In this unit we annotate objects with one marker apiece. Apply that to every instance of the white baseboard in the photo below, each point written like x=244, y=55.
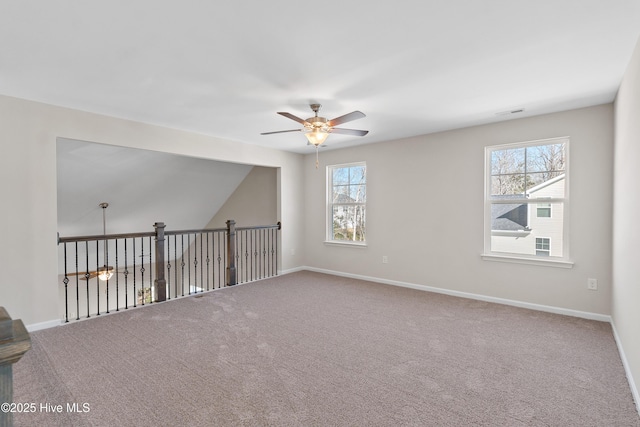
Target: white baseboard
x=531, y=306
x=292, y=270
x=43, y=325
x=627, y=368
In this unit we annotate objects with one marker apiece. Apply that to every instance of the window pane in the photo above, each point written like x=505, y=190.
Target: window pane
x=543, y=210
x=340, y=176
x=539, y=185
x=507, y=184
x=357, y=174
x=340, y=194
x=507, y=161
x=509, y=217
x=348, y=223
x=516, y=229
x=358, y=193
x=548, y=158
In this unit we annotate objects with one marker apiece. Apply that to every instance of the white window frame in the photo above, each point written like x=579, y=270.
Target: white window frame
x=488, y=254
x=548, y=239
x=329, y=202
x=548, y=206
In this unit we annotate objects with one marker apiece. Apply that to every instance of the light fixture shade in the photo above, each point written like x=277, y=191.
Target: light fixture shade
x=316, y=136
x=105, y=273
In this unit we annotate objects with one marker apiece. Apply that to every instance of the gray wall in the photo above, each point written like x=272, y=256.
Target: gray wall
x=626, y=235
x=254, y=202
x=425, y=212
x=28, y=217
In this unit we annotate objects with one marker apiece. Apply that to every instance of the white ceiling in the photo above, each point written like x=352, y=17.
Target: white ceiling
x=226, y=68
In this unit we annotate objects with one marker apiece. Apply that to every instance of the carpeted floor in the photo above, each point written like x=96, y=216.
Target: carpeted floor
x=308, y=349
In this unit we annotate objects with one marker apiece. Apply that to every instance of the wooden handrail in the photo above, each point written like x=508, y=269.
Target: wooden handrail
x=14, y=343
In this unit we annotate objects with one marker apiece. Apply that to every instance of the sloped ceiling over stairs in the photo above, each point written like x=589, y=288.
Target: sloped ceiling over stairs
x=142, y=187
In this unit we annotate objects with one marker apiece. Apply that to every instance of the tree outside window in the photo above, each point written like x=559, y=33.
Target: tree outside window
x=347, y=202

:::

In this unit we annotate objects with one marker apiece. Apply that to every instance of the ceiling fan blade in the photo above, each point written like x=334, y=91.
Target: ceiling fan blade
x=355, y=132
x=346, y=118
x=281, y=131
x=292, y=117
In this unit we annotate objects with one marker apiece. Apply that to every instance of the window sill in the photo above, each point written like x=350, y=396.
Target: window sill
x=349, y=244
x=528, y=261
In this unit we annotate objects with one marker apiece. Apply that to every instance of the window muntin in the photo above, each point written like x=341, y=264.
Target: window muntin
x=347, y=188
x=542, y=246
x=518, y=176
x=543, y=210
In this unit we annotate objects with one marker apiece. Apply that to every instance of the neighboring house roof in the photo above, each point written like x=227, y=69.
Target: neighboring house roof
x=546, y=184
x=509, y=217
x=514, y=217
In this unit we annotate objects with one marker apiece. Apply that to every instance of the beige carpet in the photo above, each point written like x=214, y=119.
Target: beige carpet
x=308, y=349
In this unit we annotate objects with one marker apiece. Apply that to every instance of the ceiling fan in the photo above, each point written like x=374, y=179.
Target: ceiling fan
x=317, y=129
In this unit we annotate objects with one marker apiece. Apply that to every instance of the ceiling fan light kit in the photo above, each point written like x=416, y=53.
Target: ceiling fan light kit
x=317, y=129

:::

- [What is asked]: Update the lines that begin at the one containing "like x=352, y=17." and stop after the one containing "x=226, y=68". Rewrite only those lines, swapping "white ceiling" for "textured ceiling" and keeping everything else the same.

- [Response]:
In this unit we annotate objects with one marker apiece. Apply that to every instance of the textured ceiling in the photo above, each point written like x=352, y=17.
Target: textured ceiling
x=226, y=68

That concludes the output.